Objetivo
Cita al pie de la letra cada una de las filas siguientes, sin cambiar nada.
= = =
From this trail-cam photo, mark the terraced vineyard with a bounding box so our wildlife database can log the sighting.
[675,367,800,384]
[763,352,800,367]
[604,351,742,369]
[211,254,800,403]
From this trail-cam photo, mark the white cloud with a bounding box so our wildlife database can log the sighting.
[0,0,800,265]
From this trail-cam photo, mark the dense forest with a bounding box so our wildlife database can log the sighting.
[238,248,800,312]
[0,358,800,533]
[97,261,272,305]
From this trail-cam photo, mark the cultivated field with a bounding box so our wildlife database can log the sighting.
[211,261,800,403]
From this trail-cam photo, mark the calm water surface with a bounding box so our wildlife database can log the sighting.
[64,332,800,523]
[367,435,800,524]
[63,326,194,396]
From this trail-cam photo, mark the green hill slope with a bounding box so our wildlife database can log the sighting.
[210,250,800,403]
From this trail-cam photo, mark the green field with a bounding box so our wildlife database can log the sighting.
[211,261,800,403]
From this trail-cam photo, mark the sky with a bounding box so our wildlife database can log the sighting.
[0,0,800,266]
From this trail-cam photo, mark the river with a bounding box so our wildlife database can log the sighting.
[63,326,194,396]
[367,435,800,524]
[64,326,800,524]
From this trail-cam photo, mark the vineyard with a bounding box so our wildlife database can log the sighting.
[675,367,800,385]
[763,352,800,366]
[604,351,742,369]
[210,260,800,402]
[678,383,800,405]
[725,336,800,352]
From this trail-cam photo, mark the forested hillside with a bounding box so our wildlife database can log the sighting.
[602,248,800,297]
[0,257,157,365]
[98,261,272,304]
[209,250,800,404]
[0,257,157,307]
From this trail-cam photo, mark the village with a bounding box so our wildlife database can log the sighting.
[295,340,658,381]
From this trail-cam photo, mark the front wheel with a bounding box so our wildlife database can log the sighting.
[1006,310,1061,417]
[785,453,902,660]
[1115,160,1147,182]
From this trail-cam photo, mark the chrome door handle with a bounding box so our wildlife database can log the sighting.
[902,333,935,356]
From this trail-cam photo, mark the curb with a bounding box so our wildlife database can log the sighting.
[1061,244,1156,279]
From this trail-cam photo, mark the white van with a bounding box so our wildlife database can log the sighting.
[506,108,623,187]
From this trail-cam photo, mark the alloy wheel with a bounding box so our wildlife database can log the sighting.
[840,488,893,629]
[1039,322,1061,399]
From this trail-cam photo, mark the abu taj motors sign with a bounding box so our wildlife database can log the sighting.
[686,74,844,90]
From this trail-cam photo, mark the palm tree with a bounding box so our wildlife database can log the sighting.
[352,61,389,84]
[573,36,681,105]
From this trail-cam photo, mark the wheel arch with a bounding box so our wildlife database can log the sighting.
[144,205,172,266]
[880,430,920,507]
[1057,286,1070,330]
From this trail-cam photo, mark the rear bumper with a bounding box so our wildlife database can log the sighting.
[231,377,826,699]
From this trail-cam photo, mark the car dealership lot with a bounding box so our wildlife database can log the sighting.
= = =
Resultado del ejercicio
From this trail-cam photo, mark the terraced vineyard with a bounding box so our wildlife database can log the sighting.
[675,367,800,384]
[763,352,800,367]
[604,351,742,369]
[211,254,800,403]
From this trail-cam photo, mark the white cloud with a bounding box so our wildlife database can log the sighting.
[0,0,800,265]
From this trail-cam photo, mark the dense forest with a bounding box so our wildlife database can log the sighting.
[238,248,800,312]
[0,358,800,533]
[97,261,272,305]
From this trail-cam photo, mark the cultivated field with a bounding box so our wildlife database can log the sighting.
[211,261,800,403]
From this trail-cam photo, mark the calm water surface with a bounding box so our wildlife database can log the sighting.
[64,332,800,523]
[367,435,800,524]
[63,326,194,396]
From this trail-cam photo, mark the green hill slope with a bounding box so our wildlife database can log the sighting.
[210,250,800,403]
From this trail-cam photo, mark the green field with a bounding box so our wildlife database can log the sighting.
[211,261,800,403]
From this trail-cam photo, mark the sky with a bounding box so our wildlife database can log the sighting.
[0,0,800,266]
From this trail-cam photo, mark the river with a bounding box so our wildlife database can log the sighting.
[63,326,194,396]
[367,435,800,524]
[64,326,800,524]
From this trail-cam photo, mark the vineyard with a bounding box so our wildlife database can log the sighting.
[675,367,800,385]
[763,352,800,366]
[604,351,742,369]
[210,260,800,402]
[678,383,800,405]
[725,336,800,352]
From this trail-cam photo, mark the forested hillside with a bounding box so our wildlife database can log the sighting.
[602,248,800,297]
[0,257,157,365]
[98,261,272,304]
[209,250,800,404]
[0,257,157,307]
From this trail-cam photo, mark the village with a bounding box so our wildlife database can log the sighting.
[295,340,658,381]
From this trail-cam photo, mark the front wheel with a bounding box so our wildlife database can log the sighting.
[1006,310,1061,417]
[785,453,902,660]
[1115,160,1147,182]
From this trail-cam photo, mark the chrome door handle with a bounding box so our wildlife database can log the sighting.
[902,333,935,356]
From this trail-cam photo, mark the curb with a bounding box so our wildlife database can log the sighting.
[1061,244,1156,279]
From this trail-cam photo, mark the white van with a bounding box so our wildlife database can log the sighting.
[506,108,623,187]
From this trail-cam photo, mark the alloy wheel with a bounding box so our wildlife database can log the sighting.
[840,488,893,629]
[1039,322,1061,399]
From this trail-cam photo, mark the abu taj motors sign with a bounding box so our wildlife database can log the sighting.
[686,74,844,90]
From this trail-cam photo, mark the palm tree with a bounding box so our wildlife database can log the sighting.
[352,61,389,84]
[573,36,681,105]
From this trail-cam photo, mark the wheel arch with a bounding box so our wildlife database can log the sighting.
[144,205,172,266]
[880,430,920,507]
[1057,286,1070,330]
From this trail-cam photo, mark the rear bumper with a bounding box so our wildlife database can log the sighting.
[231,377,826,699]
From this trail-cam photo, mark the car dealership lot with a bounding box so our wildlife database can log the sighting.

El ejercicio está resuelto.